→ **TEXT EXTRACT**:
Steve Tshwete then interjected, “We continued to turn our cheek even after we adopted armed struggle, but in the meantime the so-called white civilians in our country have been expressing complicity in this crime of genocide against our people. When they crossed the borders into Lesotho in 1982, massacred women and children and even innocent Lesotho citizens, an opinion poll was held after the raid and over 90 percent of the white population said, ‘well done boys’”.
Following Tshwete’s comments, Hani added that “Their life is good. They go to their cinemas, they go to their braaivleis, they go to their hotels. Apartheid guarantees a happy life for them, a sweet life. Part of our campaign is to prevent that sweet life”.

→ **DIRECTION 1**: In the records, write out everything from the line containing "Where can the blue" down to the line containing "point(476, 69)", both lines included and the request kept, and nothing beyond that span. Shift every pixel coordinate in the answers up by 131, leaving the sample coordinates inside the request unchanged.
→ **DIRECTION 2**: Carry on the excerpt about Tshwete's and Hani's remarks from where it stops.

→ **EXCERPTED RECORDS**:
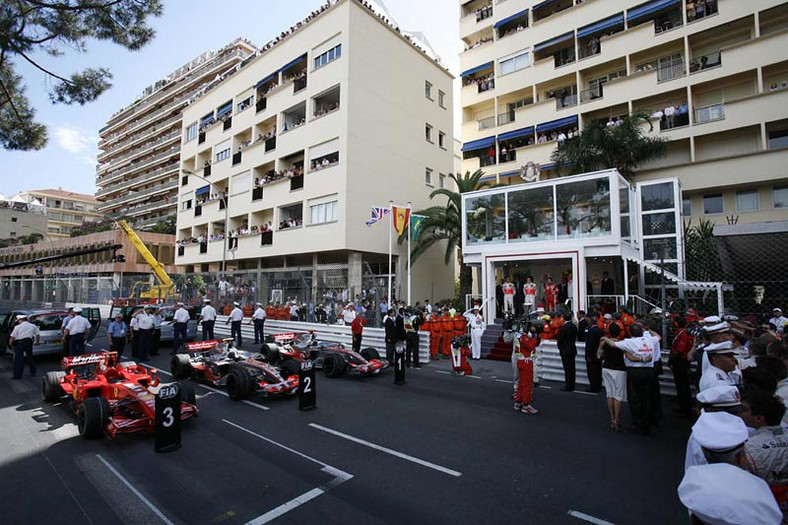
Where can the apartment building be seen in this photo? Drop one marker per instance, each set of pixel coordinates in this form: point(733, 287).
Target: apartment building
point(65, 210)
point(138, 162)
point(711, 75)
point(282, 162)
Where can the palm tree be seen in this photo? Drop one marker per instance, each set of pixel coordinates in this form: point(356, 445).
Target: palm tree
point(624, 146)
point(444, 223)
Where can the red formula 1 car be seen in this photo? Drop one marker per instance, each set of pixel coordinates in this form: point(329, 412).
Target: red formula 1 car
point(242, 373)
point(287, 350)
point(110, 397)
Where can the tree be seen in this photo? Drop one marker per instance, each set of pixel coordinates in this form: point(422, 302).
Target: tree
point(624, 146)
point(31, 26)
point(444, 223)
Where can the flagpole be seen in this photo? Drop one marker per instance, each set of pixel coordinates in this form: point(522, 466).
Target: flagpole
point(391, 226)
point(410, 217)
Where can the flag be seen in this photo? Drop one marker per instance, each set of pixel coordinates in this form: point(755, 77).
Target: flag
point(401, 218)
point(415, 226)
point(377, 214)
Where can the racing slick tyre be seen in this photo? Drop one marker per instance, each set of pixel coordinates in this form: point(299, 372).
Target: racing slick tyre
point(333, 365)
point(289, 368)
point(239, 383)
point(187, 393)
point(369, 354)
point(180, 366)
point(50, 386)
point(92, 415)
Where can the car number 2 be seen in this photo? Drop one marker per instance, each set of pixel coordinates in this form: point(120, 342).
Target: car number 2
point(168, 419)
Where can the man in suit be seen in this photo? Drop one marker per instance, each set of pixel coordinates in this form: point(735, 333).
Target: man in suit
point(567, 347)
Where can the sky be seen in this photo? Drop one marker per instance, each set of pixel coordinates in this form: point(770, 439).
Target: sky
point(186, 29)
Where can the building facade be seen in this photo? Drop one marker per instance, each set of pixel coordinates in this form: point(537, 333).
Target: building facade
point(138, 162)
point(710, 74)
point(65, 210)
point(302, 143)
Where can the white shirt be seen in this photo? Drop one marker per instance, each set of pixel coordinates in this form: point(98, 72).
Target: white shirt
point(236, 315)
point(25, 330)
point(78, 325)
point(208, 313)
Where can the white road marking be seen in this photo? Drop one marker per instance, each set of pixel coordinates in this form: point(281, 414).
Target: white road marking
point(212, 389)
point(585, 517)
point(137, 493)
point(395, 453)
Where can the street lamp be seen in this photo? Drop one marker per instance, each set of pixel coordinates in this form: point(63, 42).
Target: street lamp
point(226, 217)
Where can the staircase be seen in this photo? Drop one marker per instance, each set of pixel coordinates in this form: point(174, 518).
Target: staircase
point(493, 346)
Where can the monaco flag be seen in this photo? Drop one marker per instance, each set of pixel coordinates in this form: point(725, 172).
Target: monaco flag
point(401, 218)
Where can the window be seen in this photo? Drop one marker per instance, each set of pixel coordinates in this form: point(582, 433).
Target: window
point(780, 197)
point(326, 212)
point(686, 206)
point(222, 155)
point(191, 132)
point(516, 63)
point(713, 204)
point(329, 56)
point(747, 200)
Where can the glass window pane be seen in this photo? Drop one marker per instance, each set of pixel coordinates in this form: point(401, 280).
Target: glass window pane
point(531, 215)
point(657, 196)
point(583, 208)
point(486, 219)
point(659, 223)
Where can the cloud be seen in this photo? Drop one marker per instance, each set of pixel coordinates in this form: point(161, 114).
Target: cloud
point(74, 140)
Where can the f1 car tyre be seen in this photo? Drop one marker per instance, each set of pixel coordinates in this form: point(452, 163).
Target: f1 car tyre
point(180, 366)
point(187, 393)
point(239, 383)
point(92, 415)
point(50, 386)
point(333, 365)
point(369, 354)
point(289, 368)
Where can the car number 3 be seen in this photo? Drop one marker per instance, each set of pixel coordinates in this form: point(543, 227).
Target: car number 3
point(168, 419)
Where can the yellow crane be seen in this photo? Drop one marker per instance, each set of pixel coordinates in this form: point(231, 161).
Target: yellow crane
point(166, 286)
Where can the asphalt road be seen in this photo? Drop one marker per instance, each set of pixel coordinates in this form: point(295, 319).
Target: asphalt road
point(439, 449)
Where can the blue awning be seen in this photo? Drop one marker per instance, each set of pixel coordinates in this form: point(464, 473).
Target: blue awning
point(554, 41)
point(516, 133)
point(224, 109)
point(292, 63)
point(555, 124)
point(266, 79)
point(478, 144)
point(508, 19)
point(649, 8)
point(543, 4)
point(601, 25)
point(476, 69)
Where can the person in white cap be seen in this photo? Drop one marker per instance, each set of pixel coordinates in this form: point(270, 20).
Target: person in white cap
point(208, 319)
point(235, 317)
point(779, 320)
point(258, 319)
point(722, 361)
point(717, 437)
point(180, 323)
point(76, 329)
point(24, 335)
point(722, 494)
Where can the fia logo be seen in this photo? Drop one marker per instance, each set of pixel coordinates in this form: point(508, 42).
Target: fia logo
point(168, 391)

→ **RESPONSE 1**:
Where can the blue awning be seen in this photo? Drop one marker per instance, each set of pixel coordinates in this form: point(464, 473).
Target: blue awning
point(685, 172)
point(647, 264)
point(355, 240)
point(423, 194)
point(686, 255)
point(397, 210)
point(609, 275)
point(639, 150)
point(780, 139)
point(674, 135)
point(732, 156)
point(607, 200)

→ **RESPONSE 2**:
At the end of the interview, Hani ended with a conciliatory note, saying: “We are saying to the whites: fellow countrymen. Let us join together and save our country from this madman [P.W. Botha] so that it remains a prosperous country. There is a place for all of us. It is a big country. We accept that you are fellow South Africans who must rule this country together. We are not asking for the monopoly of ruling South Africa as blacks. It is not a racial struggle. We are not saying ‘power to the ANC’ but ‘power to the people of South Africa’. We are not advocating a one-party state. We are advocates of parliamentary democracy. But not fascist and racist parties.”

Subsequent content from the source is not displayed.